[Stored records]
::::::::::

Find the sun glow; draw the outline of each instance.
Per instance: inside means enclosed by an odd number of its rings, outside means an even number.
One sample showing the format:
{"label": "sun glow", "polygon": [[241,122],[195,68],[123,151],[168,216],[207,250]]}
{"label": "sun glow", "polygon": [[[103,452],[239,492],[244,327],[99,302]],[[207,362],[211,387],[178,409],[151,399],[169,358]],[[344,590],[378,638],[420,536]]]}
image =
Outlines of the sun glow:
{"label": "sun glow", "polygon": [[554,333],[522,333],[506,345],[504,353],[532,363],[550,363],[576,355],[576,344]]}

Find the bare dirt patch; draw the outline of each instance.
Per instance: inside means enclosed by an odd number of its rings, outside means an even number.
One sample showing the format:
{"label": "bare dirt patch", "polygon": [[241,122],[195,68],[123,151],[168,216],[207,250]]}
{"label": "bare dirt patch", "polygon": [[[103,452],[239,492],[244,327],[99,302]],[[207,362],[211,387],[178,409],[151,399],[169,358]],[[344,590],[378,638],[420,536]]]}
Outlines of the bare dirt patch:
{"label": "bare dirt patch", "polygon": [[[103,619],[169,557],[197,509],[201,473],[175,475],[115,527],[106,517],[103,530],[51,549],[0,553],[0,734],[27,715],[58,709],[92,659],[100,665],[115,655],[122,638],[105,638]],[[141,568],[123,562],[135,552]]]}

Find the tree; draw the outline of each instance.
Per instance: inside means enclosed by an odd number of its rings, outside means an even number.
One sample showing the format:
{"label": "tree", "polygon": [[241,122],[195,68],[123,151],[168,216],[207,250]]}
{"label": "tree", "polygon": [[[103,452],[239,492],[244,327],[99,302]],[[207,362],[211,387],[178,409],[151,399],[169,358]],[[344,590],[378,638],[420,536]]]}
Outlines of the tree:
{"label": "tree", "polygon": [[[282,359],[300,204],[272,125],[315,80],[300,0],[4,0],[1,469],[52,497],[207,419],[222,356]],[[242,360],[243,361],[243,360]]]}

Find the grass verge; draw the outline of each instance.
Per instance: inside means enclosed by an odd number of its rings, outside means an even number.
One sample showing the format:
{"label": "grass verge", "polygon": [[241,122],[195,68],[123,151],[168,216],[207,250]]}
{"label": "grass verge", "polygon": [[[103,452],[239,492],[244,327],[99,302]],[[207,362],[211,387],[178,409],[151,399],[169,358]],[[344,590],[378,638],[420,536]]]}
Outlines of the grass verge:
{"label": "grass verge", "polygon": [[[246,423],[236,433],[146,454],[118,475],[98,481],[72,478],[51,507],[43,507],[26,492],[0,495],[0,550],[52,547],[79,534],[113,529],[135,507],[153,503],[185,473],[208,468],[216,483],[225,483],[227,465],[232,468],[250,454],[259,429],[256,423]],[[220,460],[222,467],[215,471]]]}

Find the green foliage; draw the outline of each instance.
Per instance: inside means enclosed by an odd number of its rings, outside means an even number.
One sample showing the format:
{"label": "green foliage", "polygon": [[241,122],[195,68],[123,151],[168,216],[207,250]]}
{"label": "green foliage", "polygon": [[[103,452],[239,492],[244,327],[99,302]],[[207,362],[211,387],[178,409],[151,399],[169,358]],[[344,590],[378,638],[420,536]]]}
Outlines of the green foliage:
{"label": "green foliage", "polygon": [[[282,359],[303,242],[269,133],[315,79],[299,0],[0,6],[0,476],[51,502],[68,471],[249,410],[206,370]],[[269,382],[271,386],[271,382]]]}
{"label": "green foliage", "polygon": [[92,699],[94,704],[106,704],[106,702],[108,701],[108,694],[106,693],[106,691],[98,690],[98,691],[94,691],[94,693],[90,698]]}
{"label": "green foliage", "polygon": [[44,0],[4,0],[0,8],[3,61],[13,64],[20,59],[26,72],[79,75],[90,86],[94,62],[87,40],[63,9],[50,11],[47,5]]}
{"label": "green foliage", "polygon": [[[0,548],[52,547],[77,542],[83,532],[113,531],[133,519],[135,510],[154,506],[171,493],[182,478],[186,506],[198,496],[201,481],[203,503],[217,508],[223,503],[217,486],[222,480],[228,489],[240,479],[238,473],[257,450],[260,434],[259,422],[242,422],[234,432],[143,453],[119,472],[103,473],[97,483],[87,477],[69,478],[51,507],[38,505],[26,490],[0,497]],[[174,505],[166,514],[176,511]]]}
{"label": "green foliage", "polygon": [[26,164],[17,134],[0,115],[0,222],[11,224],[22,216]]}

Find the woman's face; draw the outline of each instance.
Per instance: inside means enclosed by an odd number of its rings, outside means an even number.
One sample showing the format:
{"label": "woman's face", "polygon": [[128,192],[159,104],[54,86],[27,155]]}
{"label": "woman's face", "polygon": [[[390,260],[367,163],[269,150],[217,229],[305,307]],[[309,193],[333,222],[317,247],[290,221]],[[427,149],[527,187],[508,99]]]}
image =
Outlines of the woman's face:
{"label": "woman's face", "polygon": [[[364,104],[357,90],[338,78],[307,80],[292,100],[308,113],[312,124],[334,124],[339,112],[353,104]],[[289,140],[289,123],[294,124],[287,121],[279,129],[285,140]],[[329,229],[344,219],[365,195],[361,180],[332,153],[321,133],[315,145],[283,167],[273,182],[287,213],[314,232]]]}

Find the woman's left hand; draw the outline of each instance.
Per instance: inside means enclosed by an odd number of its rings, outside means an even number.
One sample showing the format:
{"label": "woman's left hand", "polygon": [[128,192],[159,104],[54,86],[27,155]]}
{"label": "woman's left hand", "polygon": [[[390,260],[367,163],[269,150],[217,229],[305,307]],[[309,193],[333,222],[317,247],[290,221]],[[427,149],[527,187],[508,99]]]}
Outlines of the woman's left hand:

::::::::::

What you are asked to do: Where does the word "each" appear in the records above? Return every line that holds it.

Result below:
Find the sun glow; draw the outline of each instance.
Find the bare dirt patch; draw the outline of each instance.
Find the tree; draw the outline of each instance.
Find the grass verge; draw the outline of each instance.
Find the green foliage; draw the outline of each instance.
Find the woman's face; draw the outline of each instance.
Find the woman's left hand; draw the outline of each instance.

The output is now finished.